• [MATERIAL SUPPLIED]
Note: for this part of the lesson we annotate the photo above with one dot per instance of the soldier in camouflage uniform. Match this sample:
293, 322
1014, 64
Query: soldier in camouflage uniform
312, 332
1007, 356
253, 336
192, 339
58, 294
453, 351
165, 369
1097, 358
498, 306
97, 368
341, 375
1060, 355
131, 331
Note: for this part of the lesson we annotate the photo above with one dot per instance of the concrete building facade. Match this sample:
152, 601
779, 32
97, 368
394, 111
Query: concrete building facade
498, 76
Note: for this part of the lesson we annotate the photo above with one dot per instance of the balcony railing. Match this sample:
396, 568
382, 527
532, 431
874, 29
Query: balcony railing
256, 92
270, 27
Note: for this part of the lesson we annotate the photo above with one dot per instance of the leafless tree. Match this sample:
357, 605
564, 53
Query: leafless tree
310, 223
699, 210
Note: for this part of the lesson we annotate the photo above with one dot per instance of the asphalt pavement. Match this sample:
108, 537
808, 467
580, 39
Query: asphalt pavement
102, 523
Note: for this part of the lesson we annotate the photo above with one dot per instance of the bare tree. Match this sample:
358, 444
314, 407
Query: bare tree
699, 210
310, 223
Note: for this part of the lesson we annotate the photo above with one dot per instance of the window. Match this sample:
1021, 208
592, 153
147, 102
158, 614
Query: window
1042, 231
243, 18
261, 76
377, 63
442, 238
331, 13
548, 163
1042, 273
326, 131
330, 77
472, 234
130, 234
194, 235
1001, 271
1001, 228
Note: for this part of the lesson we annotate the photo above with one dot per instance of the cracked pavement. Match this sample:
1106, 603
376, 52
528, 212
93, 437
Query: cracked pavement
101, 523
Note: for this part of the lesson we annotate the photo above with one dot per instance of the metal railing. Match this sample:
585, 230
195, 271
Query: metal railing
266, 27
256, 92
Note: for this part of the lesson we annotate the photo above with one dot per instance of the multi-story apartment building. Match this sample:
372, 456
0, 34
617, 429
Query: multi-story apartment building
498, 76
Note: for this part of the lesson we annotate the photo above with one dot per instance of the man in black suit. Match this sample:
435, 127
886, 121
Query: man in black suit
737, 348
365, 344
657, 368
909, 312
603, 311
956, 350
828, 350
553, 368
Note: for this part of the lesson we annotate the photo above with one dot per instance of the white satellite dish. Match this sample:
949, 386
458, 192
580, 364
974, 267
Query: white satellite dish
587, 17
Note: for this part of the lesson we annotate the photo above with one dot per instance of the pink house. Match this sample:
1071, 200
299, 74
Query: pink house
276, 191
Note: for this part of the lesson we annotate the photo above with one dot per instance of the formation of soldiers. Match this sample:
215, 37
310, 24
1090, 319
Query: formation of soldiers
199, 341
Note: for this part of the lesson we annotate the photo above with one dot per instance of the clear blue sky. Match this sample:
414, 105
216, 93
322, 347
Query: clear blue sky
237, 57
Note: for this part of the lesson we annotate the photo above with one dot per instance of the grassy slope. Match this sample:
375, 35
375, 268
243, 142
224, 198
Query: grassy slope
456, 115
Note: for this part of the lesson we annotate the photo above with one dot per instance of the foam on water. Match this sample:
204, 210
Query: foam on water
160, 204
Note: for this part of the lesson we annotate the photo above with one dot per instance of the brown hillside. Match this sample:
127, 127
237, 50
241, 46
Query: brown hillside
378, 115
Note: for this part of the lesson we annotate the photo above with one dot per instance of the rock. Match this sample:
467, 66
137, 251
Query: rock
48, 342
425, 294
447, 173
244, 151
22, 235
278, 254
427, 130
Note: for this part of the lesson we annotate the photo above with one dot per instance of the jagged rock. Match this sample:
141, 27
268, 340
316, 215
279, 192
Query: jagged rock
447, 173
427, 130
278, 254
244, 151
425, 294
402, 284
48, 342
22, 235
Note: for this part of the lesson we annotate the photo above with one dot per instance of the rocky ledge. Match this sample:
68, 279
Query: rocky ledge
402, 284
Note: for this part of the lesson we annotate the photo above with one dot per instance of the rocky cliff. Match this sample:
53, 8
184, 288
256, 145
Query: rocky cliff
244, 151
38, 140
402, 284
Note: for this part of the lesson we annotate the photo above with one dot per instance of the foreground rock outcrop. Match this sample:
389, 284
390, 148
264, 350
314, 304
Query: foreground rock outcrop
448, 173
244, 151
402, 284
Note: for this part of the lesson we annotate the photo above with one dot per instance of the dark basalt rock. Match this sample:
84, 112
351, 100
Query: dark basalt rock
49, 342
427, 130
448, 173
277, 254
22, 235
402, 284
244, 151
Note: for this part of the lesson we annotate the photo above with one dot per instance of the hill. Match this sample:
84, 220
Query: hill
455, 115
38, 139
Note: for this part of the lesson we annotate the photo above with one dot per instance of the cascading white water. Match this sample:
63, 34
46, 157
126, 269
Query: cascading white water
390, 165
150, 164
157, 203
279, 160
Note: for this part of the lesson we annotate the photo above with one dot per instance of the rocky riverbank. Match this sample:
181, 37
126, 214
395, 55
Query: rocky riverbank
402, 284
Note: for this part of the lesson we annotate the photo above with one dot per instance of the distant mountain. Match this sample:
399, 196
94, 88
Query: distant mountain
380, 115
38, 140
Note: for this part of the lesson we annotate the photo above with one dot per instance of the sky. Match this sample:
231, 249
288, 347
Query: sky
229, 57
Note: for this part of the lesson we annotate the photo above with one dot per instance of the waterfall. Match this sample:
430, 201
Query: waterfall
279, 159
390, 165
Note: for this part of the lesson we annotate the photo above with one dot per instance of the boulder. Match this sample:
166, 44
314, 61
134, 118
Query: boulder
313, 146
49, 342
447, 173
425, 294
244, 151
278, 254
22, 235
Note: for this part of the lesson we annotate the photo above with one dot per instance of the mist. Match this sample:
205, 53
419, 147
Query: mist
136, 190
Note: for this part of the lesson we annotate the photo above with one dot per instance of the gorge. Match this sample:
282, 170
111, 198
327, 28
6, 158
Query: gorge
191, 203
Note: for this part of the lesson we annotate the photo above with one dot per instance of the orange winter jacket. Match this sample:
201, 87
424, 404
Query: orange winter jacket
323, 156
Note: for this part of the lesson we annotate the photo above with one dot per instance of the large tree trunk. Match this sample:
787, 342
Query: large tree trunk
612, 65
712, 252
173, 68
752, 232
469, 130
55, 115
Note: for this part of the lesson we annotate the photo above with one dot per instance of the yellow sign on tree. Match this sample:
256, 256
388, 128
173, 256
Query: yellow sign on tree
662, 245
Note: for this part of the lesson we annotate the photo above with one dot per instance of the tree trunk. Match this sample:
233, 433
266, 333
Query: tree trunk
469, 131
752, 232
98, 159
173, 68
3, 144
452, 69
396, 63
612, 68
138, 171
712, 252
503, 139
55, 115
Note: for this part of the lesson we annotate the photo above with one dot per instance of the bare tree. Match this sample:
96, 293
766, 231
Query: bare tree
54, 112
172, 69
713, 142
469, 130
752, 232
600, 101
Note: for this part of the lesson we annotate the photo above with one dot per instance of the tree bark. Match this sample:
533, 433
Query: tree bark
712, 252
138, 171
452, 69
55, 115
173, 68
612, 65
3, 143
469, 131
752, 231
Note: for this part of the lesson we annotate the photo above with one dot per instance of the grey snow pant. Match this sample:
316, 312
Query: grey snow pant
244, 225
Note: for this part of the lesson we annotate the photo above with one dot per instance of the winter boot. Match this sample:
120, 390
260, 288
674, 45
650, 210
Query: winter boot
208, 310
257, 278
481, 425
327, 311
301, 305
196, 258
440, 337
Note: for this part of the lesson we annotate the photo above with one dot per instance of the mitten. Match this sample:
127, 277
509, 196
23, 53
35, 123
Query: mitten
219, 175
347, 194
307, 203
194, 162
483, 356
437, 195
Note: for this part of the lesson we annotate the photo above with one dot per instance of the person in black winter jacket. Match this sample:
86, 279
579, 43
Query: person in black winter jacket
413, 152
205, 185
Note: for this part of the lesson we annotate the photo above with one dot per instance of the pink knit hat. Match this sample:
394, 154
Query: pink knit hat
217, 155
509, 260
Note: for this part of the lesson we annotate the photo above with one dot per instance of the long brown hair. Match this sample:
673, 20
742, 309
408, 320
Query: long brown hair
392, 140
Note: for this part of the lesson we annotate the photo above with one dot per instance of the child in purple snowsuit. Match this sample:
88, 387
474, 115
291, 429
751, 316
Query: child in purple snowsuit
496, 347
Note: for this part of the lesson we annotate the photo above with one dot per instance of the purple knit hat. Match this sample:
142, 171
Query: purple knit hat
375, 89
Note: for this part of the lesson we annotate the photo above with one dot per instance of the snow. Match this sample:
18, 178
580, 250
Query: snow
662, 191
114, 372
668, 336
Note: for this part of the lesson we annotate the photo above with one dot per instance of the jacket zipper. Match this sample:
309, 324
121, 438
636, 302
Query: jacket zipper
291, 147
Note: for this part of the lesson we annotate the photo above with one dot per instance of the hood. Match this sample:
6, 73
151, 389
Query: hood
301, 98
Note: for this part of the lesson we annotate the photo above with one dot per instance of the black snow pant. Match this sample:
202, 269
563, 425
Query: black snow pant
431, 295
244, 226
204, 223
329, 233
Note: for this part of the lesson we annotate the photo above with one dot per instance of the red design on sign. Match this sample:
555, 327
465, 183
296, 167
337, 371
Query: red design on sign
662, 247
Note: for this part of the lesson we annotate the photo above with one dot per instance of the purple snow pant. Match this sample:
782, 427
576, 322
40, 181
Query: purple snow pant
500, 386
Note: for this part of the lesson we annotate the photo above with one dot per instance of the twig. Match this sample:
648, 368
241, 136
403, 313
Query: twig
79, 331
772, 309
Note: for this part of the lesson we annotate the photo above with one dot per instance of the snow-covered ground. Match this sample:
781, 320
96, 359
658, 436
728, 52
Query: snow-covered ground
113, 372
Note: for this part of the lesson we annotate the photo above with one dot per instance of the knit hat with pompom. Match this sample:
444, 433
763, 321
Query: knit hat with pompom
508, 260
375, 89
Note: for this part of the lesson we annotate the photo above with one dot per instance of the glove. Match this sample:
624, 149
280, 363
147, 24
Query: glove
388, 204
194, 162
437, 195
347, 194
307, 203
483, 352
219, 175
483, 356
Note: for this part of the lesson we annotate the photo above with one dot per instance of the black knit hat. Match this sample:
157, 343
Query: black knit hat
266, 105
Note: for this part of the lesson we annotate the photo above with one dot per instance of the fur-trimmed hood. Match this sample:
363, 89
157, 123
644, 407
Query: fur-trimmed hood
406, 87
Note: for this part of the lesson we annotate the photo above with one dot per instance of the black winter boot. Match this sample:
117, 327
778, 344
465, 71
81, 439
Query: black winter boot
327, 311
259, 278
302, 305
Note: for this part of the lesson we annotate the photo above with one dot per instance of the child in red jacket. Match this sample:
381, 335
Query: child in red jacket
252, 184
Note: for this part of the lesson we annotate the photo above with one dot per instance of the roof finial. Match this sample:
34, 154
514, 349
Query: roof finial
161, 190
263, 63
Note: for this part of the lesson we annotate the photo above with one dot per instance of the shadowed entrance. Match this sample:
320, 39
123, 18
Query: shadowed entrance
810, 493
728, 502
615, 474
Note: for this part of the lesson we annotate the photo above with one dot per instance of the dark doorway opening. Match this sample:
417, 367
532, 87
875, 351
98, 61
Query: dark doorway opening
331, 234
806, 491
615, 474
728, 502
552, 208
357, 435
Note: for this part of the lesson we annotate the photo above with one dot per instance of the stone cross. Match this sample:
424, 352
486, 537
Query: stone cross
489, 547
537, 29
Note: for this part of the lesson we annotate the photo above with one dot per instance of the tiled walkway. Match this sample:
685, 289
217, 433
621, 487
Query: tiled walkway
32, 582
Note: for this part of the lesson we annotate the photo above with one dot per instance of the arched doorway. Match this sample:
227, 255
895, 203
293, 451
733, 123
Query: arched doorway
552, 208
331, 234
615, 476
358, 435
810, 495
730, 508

• [EXERCISE DESCRIPTION] Copy word for word the stretch of entries above from the line that has "Query: fur-trimmed hood" through the line that has "of the roof", both ends included, and nothing outside it.

• [SOLUTION]
Query: fur-trimmed hood
406, 87
Note: for this part of the lesson we annotate the photo above with one dot per instance of the black winter boot. Match this sample:
117, 327
778, 344
465, 71
81, 439
Query: black winter boot
327, 311
259, 278
302, 305
Note: for this part of the lesson we annotate the photo above with one dot per instance of the child in red jacket. Match this sample:
381, 335
Query: child in red jacket
252, 184
Note: for this part of the lesson we annotate the photo above with one dot per instance of the roof finial. Match this sample:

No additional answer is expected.